Select the lines of the records containing the word "below" and list them.

(Dataset entries)
==================================================

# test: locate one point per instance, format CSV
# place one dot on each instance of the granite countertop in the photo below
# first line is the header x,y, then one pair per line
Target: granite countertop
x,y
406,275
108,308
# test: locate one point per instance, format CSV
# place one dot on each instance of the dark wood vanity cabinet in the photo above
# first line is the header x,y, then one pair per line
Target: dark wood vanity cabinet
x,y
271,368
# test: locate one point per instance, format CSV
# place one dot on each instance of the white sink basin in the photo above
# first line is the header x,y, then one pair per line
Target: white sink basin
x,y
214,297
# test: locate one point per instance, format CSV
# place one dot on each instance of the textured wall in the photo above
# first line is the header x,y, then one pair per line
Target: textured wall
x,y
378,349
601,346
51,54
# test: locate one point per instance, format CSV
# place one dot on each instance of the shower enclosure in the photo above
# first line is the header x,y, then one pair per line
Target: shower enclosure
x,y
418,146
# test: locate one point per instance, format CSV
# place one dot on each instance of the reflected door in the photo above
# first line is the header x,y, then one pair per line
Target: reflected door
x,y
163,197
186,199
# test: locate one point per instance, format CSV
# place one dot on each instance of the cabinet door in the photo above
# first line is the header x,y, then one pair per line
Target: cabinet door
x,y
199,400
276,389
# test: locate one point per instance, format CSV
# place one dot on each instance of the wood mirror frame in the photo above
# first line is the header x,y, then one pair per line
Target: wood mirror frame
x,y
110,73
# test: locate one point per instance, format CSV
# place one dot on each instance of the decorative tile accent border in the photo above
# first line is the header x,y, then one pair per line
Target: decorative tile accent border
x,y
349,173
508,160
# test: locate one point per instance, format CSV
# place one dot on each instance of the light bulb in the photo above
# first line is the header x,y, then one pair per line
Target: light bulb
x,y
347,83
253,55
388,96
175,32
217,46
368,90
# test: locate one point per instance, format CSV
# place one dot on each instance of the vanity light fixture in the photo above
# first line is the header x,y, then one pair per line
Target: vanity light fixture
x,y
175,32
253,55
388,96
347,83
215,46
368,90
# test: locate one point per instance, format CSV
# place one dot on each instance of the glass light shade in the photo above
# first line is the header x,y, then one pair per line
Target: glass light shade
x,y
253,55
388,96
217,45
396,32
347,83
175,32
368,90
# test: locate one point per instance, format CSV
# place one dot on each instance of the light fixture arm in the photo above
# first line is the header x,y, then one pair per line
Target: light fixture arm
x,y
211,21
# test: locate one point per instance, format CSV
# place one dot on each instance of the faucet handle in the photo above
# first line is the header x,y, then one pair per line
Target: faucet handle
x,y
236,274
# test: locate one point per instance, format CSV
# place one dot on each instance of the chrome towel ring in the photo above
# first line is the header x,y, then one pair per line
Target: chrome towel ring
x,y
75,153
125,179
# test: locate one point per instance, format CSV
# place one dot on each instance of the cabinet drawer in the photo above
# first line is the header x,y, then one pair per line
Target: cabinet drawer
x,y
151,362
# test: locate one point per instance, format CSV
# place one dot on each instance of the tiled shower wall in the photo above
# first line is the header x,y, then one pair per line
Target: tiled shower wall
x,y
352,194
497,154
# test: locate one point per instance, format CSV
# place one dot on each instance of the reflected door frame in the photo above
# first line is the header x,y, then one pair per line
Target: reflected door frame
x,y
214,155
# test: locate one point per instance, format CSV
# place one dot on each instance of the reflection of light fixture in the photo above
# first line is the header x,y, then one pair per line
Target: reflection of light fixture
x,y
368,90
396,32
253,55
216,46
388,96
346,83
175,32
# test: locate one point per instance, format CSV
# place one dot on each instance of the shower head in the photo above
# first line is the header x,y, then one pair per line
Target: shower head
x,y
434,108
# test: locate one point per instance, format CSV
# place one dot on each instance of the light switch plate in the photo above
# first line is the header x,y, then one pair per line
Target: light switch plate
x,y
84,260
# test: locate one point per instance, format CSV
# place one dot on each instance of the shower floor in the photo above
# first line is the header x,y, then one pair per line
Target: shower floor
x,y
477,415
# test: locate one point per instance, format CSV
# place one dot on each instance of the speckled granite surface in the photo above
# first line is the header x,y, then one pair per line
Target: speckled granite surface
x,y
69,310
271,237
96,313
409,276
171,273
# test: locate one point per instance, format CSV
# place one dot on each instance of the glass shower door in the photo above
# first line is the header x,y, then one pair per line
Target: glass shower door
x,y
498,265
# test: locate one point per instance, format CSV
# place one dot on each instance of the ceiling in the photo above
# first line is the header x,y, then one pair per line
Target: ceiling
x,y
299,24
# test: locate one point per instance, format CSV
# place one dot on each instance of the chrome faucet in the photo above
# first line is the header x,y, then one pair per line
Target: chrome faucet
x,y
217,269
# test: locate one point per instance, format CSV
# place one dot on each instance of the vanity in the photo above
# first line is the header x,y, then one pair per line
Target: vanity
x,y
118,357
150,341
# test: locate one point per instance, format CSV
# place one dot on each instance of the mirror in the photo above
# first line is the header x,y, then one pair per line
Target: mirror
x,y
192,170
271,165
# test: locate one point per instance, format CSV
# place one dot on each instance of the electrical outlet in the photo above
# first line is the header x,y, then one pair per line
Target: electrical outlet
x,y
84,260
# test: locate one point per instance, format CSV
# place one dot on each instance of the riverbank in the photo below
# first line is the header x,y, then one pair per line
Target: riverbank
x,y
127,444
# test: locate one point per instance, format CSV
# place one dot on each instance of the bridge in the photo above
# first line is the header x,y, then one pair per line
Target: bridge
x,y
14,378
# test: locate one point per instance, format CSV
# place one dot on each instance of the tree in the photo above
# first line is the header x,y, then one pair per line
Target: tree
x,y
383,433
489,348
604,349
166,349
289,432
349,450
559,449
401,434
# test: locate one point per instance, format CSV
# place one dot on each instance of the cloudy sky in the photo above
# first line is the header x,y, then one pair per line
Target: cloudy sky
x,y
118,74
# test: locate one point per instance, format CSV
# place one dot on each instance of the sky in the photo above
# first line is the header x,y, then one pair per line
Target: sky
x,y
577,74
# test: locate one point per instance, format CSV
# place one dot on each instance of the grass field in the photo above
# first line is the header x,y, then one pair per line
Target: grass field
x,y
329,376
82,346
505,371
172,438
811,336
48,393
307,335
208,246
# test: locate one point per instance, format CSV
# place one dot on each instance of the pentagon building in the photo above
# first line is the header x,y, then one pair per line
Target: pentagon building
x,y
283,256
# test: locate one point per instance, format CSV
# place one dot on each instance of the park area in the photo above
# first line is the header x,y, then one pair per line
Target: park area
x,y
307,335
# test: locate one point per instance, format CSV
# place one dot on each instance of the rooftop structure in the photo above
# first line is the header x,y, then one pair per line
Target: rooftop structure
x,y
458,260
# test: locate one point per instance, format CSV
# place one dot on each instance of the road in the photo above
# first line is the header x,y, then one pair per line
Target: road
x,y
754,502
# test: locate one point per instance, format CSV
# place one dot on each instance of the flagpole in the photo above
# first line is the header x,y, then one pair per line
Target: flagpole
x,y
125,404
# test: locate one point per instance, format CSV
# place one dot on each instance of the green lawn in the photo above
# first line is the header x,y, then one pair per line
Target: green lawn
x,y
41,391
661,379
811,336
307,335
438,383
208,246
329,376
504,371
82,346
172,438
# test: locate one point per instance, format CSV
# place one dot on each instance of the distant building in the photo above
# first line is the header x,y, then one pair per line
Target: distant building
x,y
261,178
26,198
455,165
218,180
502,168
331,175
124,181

==================================================

*RESULT OF THE TASK*.
# place one dot on each instance of the granite countertop in the photo below
# place one dot on each instance of the riverbank in the photo below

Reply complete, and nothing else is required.